WHAT IS ASKED -> Render the records below as a two-column CSV with the header columns request and location, one row per request, starting at the line containing "Study the drawing above and tell me where the green vegetation" and continuing through the line containing "[190,0,478,428]". Put each request's text and its answer in a single quoted field each, with line breaks replaced by spaces.

TASK DATA ->
** BEGIN **
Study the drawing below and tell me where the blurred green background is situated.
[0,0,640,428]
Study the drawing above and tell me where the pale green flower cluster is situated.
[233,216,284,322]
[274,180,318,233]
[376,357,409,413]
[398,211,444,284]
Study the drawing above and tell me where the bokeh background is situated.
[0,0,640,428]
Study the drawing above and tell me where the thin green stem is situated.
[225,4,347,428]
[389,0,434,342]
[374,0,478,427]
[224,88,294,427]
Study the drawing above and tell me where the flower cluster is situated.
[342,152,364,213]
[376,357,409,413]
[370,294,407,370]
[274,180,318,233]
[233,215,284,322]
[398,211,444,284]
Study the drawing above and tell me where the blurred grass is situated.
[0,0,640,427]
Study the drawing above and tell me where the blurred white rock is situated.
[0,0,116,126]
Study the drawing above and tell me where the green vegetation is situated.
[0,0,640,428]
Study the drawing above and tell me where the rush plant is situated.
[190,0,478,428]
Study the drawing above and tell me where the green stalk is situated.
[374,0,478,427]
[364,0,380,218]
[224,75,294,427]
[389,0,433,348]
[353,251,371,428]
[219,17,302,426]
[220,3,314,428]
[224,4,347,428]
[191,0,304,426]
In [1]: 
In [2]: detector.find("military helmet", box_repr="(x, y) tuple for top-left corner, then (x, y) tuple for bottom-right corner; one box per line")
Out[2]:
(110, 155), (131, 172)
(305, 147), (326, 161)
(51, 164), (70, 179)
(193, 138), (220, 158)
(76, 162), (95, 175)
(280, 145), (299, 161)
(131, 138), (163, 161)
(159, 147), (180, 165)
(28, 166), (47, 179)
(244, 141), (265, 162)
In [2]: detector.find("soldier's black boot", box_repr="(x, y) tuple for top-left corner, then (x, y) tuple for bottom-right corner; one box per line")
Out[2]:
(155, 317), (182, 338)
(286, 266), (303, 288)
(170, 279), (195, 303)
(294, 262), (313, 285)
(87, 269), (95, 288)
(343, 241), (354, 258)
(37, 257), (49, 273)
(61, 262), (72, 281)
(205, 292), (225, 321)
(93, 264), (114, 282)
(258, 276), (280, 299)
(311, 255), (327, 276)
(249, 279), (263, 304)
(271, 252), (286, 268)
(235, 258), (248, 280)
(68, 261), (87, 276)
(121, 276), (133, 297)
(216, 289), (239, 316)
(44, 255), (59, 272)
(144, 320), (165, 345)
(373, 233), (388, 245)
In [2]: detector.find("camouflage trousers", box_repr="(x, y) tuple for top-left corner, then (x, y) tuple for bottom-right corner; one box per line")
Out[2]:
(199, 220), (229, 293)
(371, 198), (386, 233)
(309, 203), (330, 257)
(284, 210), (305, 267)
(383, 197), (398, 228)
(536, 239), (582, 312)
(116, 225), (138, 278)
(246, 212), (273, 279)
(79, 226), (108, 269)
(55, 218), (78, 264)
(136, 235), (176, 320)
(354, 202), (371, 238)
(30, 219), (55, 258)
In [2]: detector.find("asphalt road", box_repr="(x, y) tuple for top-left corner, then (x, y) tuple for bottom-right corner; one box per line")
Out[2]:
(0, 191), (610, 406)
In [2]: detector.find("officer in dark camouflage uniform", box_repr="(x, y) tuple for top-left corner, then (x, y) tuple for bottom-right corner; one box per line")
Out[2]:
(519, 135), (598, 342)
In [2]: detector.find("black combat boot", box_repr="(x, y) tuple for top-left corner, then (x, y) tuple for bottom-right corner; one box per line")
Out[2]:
** END **
RESPONSE FOR THIS EXERCISE ->
request,location
"Study the drawing above and tell me where the green vegetation is situated.","[0,0,640,428]"
"Study the drawing above and tell me where the rush plant is situated.","[190,0,478,428]"